### Exercise description
Print out each record below, unaltered and complete, without its images.

*** Opening Input material ***

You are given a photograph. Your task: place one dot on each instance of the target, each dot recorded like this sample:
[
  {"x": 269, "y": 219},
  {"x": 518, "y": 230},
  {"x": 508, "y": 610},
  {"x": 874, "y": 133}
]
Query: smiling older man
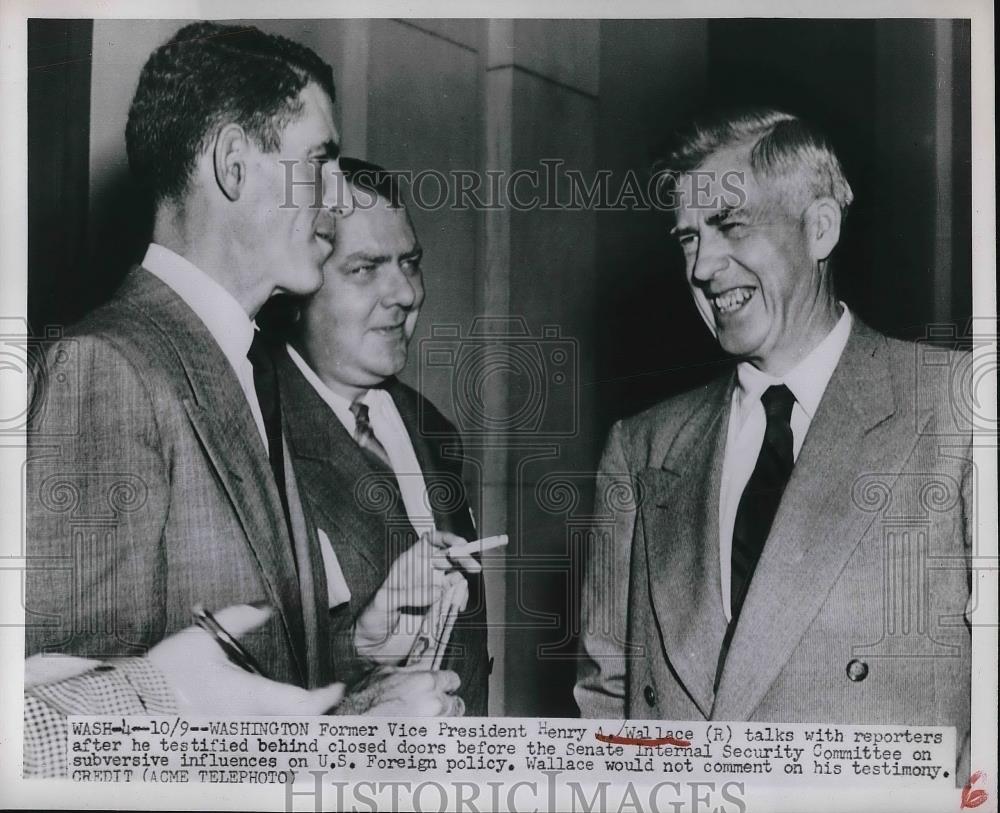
[{"x": 777, "y": 507}]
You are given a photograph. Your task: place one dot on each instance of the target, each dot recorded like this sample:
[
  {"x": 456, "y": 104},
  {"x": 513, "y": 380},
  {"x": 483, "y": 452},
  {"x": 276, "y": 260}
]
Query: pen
[
  {"x": 480, "y": 545},
  {"x": 236, "y": 653}
]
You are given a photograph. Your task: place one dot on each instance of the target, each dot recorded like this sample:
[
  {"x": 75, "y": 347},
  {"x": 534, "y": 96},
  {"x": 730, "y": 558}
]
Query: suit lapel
[
  {"x": 331, "y": 468},
  {"x": 818, "y": 525},
  {"x": 442, "y": 475},
  {"x": 221, "y": 417},
  {"x": 680, "y": 515}
]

*** Closing Input material ***

### Final answer
You are given a photograph. Your task: place one dot on each instance of the target, each dot recorded like this sample:
[
  {"x": 269, "y": 219},
  {"x": 518, "y": 230},
  {"x": 508, "y": 610},
  {"x": 874, "y": 133}
]
Query: smiling older man
[{"x": 777, "y": 507}]
You are given a photograph. Your task: place one dot on each instance of the target, each dot recorded like this sample:
[
  {"x": 456, "y": 104},
  {"x": 513, "y": 380},
  {"x": 483, "y": 452},
  {"x": 276, "y": 260}
]
Query: pen
[
  {"x": 480, "y": 545},
  {"x": 236, "y": 653}
]
You are given a photograph. Your task: place one dot on each instance of the target, each dot recorded like this sample:
[
  {"x": 75, "y": 347},
  {"x": 534, "y": 96},
  {"x": 730, "y": 558}
]
Query: suit lapel
[
  {"x": 331, "y": 468},
  {"x": 818, "y": 525},
  {"x": 442, "y": 475},
  {"x": 221, "y": 417},
  {"x": 680, "y": 515}
]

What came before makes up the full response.